== Stated goal 1 ==
Answer these questions from the passage on Edmund Burke and referendums, one per line:
(a) In what year did Burke make his speech to the electors of Bristol?
(b) During which vote did the writer tweet quotes from that speech?
(c) According to the final sentence, what is the problem with democracy?
== Stated goal 2 ==
List every view that the passage on Edmund Burke and referendums attributes to many on the remain side after the EU referendum result.

== Provided passage ==
-- begin --

Wisdom of the Crowd

e voting screenDuring the Article 50 vote, I found myself tweeting quotes from a famous speech made by Edmund Burke, who was a Whig MP and Political Philosopher in the 1700’s, on representative democracy.

In his speech to the electors of Bristol in 1774, he said that government and legislation are matters of reason and judgement and must not be decided by opinion and inclination. The quote I used to underline the point that MPs who believe Brexit is wrong should not vote to trigger Article 50 was, “Your representative owes you, not his industry only, but his judgment; and he betrays, instead of serving you, if he sacrifices it to your opinion”.

There is obvious logic to that point, but you can see why it could become a dangerous argument. It says that our elected representatives will act on our behalf except for when they think they know better.

The EU referendum result has led to many on the remain side questioning whether referendums can ever be a good thing and that complex decisions should not be put to the electorate. They argue many people do not understand or are susceptible to lies and manipulation, essentially that large groups of people make bad decisions.

That we ended up with an outcome that is obviously so very destructive, should not be used to argue that the electorate’s judgement should be valued less than their elected representatives and that the power to make big decisions should be concentrated. The problem is not democratic will, it is the way in which people are forced to express it.

The problem with democracy is voting.

-- end --

== Information provided ==
-- begin --

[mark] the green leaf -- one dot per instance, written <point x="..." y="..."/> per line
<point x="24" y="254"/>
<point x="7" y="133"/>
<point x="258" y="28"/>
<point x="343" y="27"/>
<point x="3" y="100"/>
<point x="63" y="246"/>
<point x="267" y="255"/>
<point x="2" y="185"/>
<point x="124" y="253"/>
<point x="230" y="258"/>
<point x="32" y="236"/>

-- end --

== Task result 1 ==
(a) 1774
(b) The Article 50 vote
(c) Voting

== Task result 2 ==
- Referendums may never be a good thing.
- Complex decisions should not be put to the electorate.
- Many people do not understand.
- Many people are susceptible to lies and manipulation.
- Large groups of people make bad decisions.